• **What is expected**: Can you turn every line of the entries below into a numbered list, leaving out the blank lines?
★ ★ ★ ★ ★ ★ ★
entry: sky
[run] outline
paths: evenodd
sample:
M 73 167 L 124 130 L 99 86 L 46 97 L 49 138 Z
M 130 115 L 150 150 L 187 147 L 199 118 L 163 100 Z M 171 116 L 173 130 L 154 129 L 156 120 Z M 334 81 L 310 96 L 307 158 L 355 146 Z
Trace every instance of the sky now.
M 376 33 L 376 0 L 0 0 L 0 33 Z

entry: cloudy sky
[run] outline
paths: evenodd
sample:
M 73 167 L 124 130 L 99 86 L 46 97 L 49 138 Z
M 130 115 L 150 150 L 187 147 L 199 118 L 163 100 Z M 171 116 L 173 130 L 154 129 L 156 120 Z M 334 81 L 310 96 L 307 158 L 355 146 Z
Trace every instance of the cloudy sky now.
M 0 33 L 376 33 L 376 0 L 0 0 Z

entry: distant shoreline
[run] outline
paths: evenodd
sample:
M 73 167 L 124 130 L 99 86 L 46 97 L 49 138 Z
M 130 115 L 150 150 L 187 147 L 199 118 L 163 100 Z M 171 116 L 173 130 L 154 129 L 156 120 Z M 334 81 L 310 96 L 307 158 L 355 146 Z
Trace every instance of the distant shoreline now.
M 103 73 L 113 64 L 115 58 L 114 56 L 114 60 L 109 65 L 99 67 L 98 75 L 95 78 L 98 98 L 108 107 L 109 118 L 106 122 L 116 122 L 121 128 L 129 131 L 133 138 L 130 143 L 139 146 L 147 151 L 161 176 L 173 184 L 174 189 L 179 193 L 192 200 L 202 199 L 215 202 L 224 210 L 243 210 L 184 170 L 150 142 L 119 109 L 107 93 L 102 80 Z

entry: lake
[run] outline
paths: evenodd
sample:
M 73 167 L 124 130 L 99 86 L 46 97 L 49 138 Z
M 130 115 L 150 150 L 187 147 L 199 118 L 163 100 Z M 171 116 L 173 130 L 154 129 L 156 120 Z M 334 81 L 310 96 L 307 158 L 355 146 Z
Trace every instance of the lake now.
★ ★ ★ ★ ★ ★ ★
• **Solution**:
1. entry: sky
2. [run] outline
3. paths: evenodd
4. sample:
5. M 73 167 L 124 130 L 99 86 L 46 97 L 49 138 Z
6. M 130 115 L 150 150 L 187 147 L 199 118 L 163 100 Z M 171 116 L 173 130 L 154 129 L 156 120 Z M 334 81 L 310 96 L 307 158 L 355 146 Z
7. Trace every instance of the sky now.
8. M 376 33 L 376 0 L 0 0 L 0 33 Z
9. entry: cloudy sky
10. [run] outline
11. paths: evenodd
12. sample:
13. M 73 167 L 124 130 L 99 86 L 46 97 L 49 138 Z
14. M 130 115 L 150 150 L 187 147 L 199 118 L 163 100 Z M 171 116 L 173 130 L 154 129 L 156 120 Z M 334 81 L 310 96 L 307 158 L 355 146 Z
15. Trace every instance of the cloudy sky now.
16. M 0 33 L 376 33 L 376 0 L 0 0 Z
17. entry: distant shoreline
18. [run] outline
19. paths: evenodd
20. sample:
21. M 73 167 L 124 130 L 99 86 L 46 97 L 49 138 Z
22. M 130 115 L 150 150 L 187 147 L 199 118 L 163 100 Z M 171 116 L 173 130 L 154 129 L 156 120 Z M 334 81 L 310 96 L 307 158 L 355 146 Z
23. Trace every instance of the distant shoreline now.
24. M 103 73 L 113 64 L 115 58 L 114 56 L 114 60 L 109 65 L 99 67 L 98 75 L 95 78 L 98 98 L 108 107 L 109 118 L 106 122 L 116 122 L 121 128 L 129 131 L 133 138 L 130 143 L 139 146 L 147 151 L 161 176 L 173 184 L 174 189 L 179 193 L 192 200 L 202 199 L 215 202 L 224 210 L 243 210 L 184 170 L 150 142 L 119 109 L 107 93 L 102 80 Z
25. entry: lake
26. [run] outline
27. paths: evenodd
28. sample:
29. M 73 167 L 124 130 L 99 86 L 46 97 L 49 138 Z
30. M 130 115 L 150 150 L 187 147 L 199 118 L 163 100 Z M 171 116 L 173 130 L 154 129 L 156 120 Z M 334 81 L 310 96 L 307 158 L 355 146 Z
31. Trace every instance of the lake now.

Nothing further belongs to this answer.